### Entries supplied ###
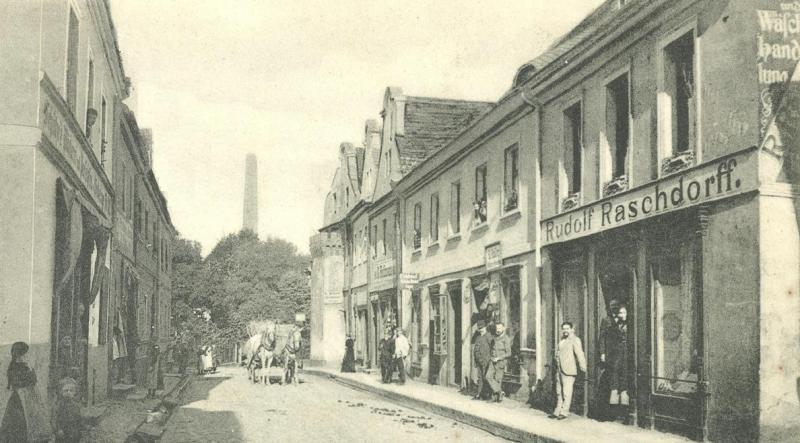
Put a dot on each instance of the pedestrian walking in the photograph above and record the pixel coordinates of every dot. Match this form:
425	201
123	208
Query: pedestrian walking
482	355
386	350
618	359
152	370
569	358
401	349
67	413
25	419
349	360
501	351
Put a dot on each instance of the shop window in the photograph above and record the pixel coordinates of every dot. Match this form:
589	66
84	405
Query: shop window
103	111
383	240
374	241
434	218
573	153
618	135
677	105
510	316
455	208
439	308
511	179
479	206
72	62
417	226
676	324
90	101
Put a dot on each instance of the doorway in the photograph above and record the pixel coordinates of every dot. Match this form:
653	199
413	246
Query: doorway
456	339
570	302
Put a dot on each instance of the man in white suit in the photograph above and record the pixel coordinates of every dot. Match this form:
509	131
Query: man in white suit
569	358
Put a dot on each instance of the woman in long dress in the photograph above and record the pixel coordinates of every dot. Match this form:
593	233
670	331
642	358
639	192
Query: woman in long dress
25	419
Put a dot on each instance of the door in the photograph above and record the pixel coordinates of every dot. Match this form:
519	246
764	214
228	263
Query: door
456	334
615	286
570	302
675	388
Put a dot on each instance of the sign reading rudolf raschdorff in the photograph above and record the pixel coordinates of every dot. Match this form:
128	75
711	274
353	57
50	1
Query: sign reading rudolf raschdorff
728	176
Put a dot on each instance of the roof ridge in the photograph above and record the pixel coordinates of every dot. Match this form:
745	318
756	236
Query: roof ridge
447	100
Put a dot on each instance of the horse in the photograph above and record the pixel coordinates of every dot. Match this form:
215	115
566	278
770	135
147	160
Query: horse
261	350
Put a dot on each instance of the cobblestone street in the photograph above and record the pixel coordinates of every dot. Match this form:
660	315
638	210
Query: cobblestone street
227	407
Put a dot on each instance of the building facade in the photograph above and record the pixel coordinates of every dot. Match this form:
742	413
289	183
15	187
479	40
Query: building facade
63	87
647	158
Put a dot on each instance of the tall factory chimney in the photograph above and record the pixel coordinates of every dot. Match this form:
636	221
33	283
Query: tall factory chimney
250	219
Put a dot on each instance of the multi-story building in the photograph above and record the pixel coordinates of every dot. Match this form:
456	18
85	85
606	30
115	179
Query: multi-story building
62	87
647	157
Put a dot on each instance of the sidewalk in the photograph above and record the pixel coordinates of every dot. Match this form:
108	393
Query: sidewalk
510	419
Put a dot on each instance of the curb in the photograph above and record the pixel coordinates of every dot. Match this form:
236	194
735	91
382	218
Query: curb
490	426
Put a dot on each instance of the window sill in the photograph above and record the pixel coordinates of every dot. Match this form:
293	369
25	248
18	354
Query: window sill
511	214
480	226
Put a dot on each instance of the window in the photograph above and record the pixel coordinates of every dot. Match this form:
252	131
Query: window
438	310
72	62
455	208
511	179
417	226
434	218
573	147
103	110
90	102
677	107
617	125
383	222
676	323
479	206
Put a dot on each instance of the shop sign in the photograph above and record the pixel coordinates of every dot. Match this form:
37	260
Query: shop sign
731	175
778	43
383	268
62	136
493	256
407	280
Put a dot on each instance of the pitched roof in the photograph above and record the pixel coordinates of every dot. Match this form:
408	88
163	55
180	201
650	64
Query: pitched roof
431	123
596	21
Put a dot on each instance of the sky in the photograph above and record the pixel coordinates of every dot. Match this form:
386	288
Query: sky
290	80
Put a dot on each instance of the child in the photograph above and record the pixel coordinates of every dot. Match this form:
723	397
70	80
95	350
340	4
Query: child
67	413
25	417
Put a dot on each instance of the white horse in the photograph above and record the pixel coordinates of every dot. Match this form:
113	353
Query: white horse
261	345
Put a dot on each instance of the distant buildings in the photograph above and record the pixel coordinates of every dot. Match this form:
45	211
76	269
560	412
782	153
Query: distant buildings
647	157
86	237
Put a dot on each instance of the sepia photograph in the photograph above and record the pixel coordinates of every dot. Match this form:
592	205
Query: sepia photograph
399	221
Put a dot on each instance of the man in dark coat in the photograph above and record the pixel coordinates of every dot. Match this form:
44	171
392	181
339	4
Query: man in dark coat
482	353
501	352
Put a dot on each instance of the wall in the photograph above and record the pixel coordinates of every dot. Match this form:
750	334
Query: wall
730	319
779	371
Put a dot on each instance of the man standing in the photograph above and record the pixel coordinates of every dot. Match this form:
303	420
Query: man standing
401	350
501	351
482	353
569	358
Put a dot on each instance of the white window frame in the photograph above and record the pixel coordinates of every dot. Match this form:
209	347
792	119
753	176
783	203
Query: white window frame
664	102
606	166
565	181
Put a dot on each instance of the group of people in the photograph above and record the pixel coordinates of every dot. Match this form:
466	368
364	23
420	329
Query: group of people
###
## Directions for this task
All entries above are to be restated exactly, with every image omitted.

## Result
Put a dot on each instance of the pedestrian walking in the photograph above and record the pixel coordinates of every dot. Match this form:
425	201
123	208
Query: pedestrian walking
482	355
386	350
618	359
152	370
569	358
401	349
67	413
25	419
349	360
501	351
Put a dot on each instance of the shop window in the photograph above and record the pixel coordinates of every dot. Match this form:
589	66
84	405
Query: shop window
103	111
383	240
374	241
434	218
573	153
618	135
677	105
510	316
455	208
439	308
511	179
479	206
72	62
417	226
676	324
90	101
Put a dot on each instance of the doorway in the photograph above and record the pixel coordinates of every dot. Match this form:
653	199
413	246
Query: doorway
456	339
570	302
Put a dot on each instance of the man in white suit in the photograph above and record the pixel coordinates of every dot. Match this form:
509	131
Query: man in white suit
569	358
Put a dot on each instance of the woman in long dress in the photograph above and record the pixel coordinates of every dot. Match this form:
593	233
670	331
642	358
639	192
Query: woman in long dress
25	419
Put a dot on each instance of the door in the photograph above and record the pixel coordinates of every dot. Match this form:
519	246
764	214
228	263
Query: door
456	334
615	286
570	302
675	388
Put a dot on each instance of the sign reading rudolf raschdorff in the photograph above and record the pixel coordinates of every dot. Match this form:
128	75
711	274
353	57
50	1
Query: sign reading rudolf raschdorff
728	176
Put a dot on each instance of the roof ridge in the photograph above and record the pixel coordinates of every dot. Match this form:
745	318
756	236
Query: roof ridge
447	100
Put a dot on each instance of the horse in the photograph above and record the pixel coordinates of every dot. Match this form:
215	115
566	278
770	135
147	160
Query: horse
261	350
Put a dot on each instance of the cobblestone street in the photograph above and record the pixel coordinates of every dot. Match this form:
660	315
638	210
Query: cobblestone street
227	407
Put a dot on each instance of the building facade in the photograph above and record the pixel coordinates of every dot. Match this form:
742	413
289	183
15	187
479	40
Query: building facade
63	87
647	158
Put a dot on each instance of the tall factory chimney in the photograph above and record the pixel coordinates of every dot. Match this form:
636	221
33	283
Query: tall factory chimney
250	219
Put a dot on each instance of the multi-story building in the photograph above and record the pixel coordinates of every dot. Match this form:
456	18
85	85
606	30
115	179
Query: multi-story building
62	87
647	157
Put a dot on each instance of the sidewalk in the photograph above and record the pixel coordinates of every dot. Match this form:
108	393
Query: sidewalk
510	419
Put a dot on each instance of the curb in the photograph above and record the pixel coordinates of every dot. Match this form:
236	194
735	91
382	218
Query: curb
490	426
Put a dot on each instance of the window sill in the photograph above and record the pixel coordinates of every dot. Match this form:
293	369
25	248
18	354
Query: window sill
511	214
480	226
Put a dot on each instance of the window in the photograph above and record the pixel coordinates of every dot. Match this form:
252	131
Query: window
438	310
72	62
455	208
511	179
417	226
434	218
573	147
103	110
90	102
677	107
617	125
383	222
676	323
479	206
Put a dot on each instance of the shop sign in the photograph above and record the pixel coordinates of every dot. Match this form:
37	260
Query: shop sign
731	175
778	43
383	268
62	136
493	256
407	280
Put a dot on each instance of the pitched roof in the photograph above and record the pixel coordinates of every dot. Match this form:
408	88
163	55
180	201
650	64
Query: pitched roof
431	123
596	21
Put a dot on each instance of the sky in the photograph above and record the pixel coordinates of every dot. Match this form:
386	288
Query: sky
290	80
Put a dot on each instance of the child in the photograph above and record the pixel coordinates of every dot. Match this form:
723	397
70	80
95	350
340	4
Query: child
67	413
25	417
Put a dot on each instance of the white horse in the photograph above and record the pixel coordinates of every dot. Match this form:
113	353
Query: white horse
261	345
Put a dot on each instance of the distant buildings in the photograph above and record the pixel coordinates of every dot. Match this form:
45	211
76	269
560	412
782	153
Query: distant buildings
647	157
86	237
Put a dot on each instance of the sepia photograph in the photograph above and record the pixel coordinates of every dot. Match this form:
592	205
Query: sepia photograph
399	221
Put a dot on each instance of the man in dark coat in the photograph above and record the pixel coordinates of every dot. Match this form:
44	171
392	181
339	4
Query: man in dark coat
482	353
501	352
Put a dot on each instance of the wall in the photograph above and record the pixel coordinates of every dot. Match this form:
750	334
Query: wall
730	319
779	371
Put a dot on each instance of the man standing in the photograph above and record the pixel coordinates of every dot. Match this form:
303	420
Query: man standing
401	350
501	351
482	353
569	358
Put a dot on each instance of the white window frame in the photograph above and record the pixel coordinates of every dot. Match this form:
209	347
792	119
753	176
783	203
Query: white window frame
664	102
606	166
565	181
Put a dot on each instance of the group of people in the photograph above and record the pixel coordinates of every dot. Match this form:
466	368
364	23
420	329
Query: group of people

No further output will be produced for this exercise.